What you will do:
An identical copy of all the records is what the answer must contain.
[Material provided Boundary: Start]
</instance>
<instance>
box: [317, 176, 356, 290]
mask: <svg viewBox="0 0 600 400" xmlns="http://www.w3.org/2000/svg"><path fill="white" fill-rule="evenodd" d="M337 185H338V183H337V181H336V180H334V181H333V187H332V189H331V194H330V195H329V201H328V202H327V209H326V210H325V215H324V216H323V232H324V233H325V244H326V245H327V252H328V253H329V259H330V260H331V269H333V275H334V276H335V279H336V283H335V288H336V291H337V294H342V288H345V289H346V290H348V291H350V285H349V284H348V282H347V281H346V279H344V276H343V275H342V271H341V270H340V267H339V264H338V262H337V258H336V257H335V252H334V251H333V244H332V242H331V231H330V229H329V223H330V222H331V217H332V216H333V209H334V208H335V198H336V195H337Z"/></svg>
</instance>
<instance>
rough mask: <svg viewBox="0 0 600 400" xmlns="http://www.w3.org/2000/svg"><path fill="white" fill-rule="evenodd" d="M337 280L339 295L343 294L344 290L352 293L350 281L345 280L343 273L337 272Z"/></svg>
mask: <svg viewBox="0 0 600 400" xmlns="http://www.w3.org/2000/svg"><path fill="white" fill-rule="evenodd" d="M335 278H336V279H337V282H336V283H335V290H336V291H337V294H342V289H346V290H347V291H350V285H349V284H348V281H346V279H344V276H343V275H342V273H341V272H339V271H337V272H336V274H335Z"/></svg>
[Material provided Boundary: End]
Final answer:
</instance>
<instance>
box: [317, 176, 356, 290]
mask: <svg viewBox="0 0 600 400" xmlns="http://www.w3.org/2000/svg"><path fill="white" fill-rule="evenodd" d="M337 185H338V183H337V181H336V180H334V181H333V187H332V189H331V194H330V195H329V201H328V202H327V209H326V210H325V215H324V216H323V232H324V233H325V244H326V245H327V252H328V253H329V259H330V260H331V269H333V275H334V276H335V279H336V283H335V288H336V291H337V294H342V288H345V289H346V290H348V291H350V285H349V284H348V282H347V281H346V279H344V276H343V275H342V271H341V270H340V267H339V264H338V262H337V258H336V257H335V252H334V251H333V244H332V242H331V231H330V229H329V223H330V222H331V217H332V216H333V209H334V208H335V198H336V195H337Z"/></svg>
</instance>
<instance>
rough mask: <svg viewBox="0 0 600 400" xmlns="http://www.w3.org/2000/svg"><path fill="white" fill-rule="evenodd" d="M337 280L339 295L343 294L344 290L352 293L350 281L345 280L343 273L337 272Z"/></svg>
mask: <svg viewBox="0 0 600 400" xmlns="http://www.w3.org/2000/svg"><path fill="white" fill-rule="evenodd" d="M335 278H336V279H337V282H336V283H335V290H336V291H337V294H342V289H346V290H347V291H350V285H349V284H348V281H346V279H344V276H343V275H342V273H341V272H339V271H337V272H336V274H335Z"/></svg>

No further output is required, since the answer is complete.